Source material =>
────────

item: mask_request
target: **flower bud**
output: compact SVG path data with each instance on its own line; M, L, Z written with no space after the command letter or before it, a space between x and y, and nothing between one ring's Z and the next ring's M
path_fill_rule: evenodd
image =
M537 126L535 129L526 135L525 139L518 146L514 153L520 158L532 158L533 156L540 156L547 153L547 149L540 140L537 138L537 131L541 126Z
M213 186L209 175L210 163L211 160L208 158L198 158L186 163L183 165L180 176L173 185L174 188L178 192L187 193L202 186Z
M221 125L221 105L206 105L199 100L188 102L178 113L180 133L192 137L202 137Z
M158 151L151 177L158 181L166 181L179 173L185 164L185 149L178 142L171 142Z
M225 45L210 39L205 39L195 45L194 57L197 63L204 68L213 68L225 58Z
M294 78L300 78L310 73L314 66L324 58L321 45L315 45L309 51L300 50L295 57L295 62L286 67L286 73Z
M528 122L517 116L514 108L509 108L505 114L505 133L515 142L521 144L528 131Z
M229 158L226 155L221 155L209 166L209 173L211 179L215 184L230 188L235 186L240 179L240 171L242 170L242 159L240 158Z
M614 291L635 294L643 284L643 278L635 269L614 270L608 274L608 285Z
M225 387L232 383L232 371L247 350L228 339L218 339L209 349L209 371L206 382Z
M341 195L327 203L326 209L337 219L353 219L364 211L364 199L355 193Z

────────

Goal of the exercise => Render every line of the records above as a Markdown table with the columns Row and Content, numbering each line in order and skipping any blank lines.

Answer for this exercise =>
| Row | Content |
|---|---|
| 1 | item: mask_request |
| 2 | target: **flower bud** |
| 3 | output: compact SVG path data with each instance on its own line; M, L, Z written with no space after the command letter or before it, a space between x and y, and nothing between one ring's Z and the next ring's M |
| 4 | path_fill_rule: evenodd |
| 5 | image = |
| 6 | M537 126L535 129L526 135L525 139L518 146L514 153L520 158L532 158L533 156L540 156L547 153L547 149L540 140L537 138L537 131L541 126Z |
| 7 | M213 186L209 175L210 163L211 160L208 158L198 158L186 163L183 165L180 176L173 185L174 188L178 192L187 193L202 186Z |
| 8 | M221 125L221 105L206 105L199 100L188 102L178 113L180 133L192 137L202 137Z |
| 9 | M158 151L151 177L158 181L166 181L179 173L185 164L185 149L178 142L171 142Z |
| 10 | M225 45L210 39L205 39L195 45L194 57L197 63L204 68L213 68L225 58Z |
| 11 | M294 78L300 78L310 73L314 66L324 58L321 45L315 45L309 51L300 50L295 57L295 62L286 67L286 73Z |
| 12 | M528 122L517 116L514 108L509 108L505 114L505 133L515 142L521 144L528 131Z |
| 13 | M229 158L226 155L221 155L209 166L209 173L211 179L215 184L230 188L235 186L240 179L240 171L242 170L242 159L240 158Z |
| 14 | M614 291L635 294L643 284L643 278L635 269L614 270L608 274L608 285Z |
| 15 | M225 387L232 383L232 371L247 350L228 339L218 339L209 349L209 371L206 382Z |
| 16 | M341 195L327 203L326 209L337 219L353 219L364 211L364 199L355 193Z |